Required task → Copy out the data word for word, starting at the line that contains "Please point out the teal" and ending at the line that contains "Target: wooden chair frame", with both of those lines included.

Data entries →
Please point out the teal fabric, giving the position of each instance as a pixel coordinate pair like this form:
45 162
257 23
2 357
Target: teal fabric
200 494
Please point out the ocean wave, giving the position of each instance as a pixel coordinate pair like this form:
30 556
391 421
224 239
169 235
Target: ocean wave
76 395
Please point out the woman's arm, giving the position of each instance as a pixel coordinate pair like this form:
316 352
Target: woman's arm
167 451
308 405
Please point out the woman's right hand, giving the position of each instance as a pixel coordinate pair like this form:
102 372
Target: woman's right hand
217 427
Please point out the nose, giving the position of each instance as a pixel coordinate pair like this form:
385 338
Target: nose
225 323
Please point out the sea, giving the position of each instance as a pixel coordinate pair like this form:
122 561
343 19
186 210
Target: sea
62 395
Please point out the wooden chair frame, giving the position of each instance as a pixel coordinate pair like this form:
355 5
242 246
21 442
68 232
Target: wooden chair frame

* * *

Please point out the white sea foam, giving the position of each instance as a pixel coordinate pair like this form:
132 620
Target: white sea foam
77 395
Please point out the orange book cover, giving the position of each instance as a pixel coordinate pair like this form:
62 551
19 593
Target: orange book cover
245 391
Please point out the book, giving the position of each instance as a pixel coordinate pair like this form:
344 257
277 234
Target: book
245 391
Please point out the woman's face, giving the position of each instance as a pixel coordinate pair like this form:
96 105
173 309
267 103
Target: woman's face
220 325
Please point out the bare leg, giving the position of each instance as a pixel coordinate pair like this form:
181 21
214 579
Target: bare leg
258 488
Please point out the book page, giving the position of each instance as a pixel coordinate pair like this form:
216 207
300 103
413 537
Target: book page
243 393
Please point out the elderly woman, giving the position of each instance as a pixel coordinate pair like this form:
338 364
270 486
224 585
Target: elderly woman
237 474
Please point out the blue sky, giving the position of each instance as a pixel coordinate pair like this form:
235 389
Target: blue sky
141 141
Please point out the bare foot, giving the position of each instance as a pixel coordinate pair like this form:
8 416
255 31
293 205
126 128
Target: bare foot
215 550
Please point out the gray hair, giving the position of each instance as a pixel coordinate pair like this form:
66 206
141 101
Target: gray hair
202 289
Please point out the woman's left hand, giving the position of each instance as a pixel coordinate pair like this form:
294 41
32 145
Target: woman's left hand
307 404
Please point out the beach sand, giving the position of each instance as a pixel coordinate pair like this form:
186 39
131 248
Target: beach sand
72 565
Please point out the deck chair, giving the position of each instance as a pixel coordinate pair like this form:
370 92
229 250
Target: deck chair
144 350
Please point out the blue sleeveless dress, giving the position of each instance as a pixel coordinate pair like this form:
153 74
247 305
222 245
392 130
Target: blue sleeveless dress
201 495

--

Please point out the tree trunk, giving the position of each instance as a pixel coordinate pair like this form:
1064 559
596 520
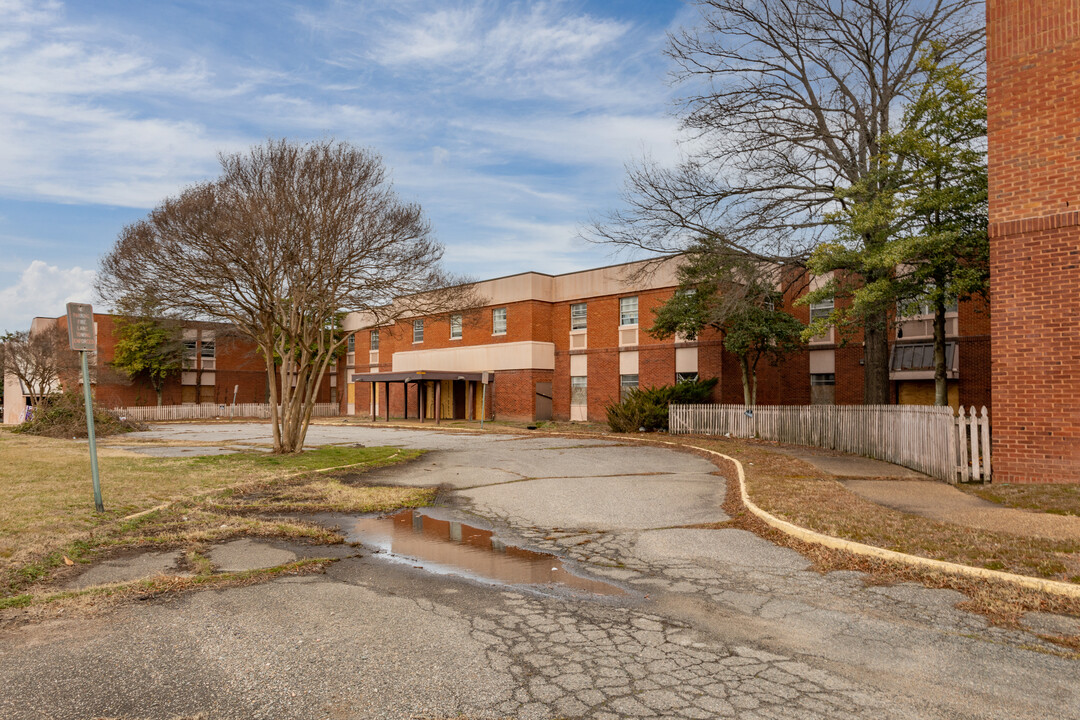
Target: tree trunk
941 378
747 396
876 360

Answer to the task →
Please point out the teal fabric, giving the position of each instance as a pixel coordinate pair like this form:
45 162
257 23
2 357
Target: teal fabric
200 494
Please point out the ocean wave, giving the position of each instance as a pixel coordinate pair like this form:
30 556
391 421
224 239
169 235
Target: ocean wave
76 395
Please point out the woman's arm, giving the position of each instance as a pixel coordinate pair like this form:
316 352
Target: woman's arm
167 451
308 405
Please point out the woman's right hand, giving the position of each instance as a pixel coordinate pair like this form:
102 372
Target: woman's right hand
217 427
Please point out the nose, giving the position of each instance as a pixel coordinate pair like this form:
385 338
Target: nose
225 323
Please point out the sea, giving the position of each instance as a pixel coordinate pair like this form:
122 561
343 19
186 210
Target: sea
62 395
Please point out the wooden chair frame, giving the position of each instance as a pixel coordinate pair like this form:
355 5
242 246
21 442
68 232
Target: wooden chair frame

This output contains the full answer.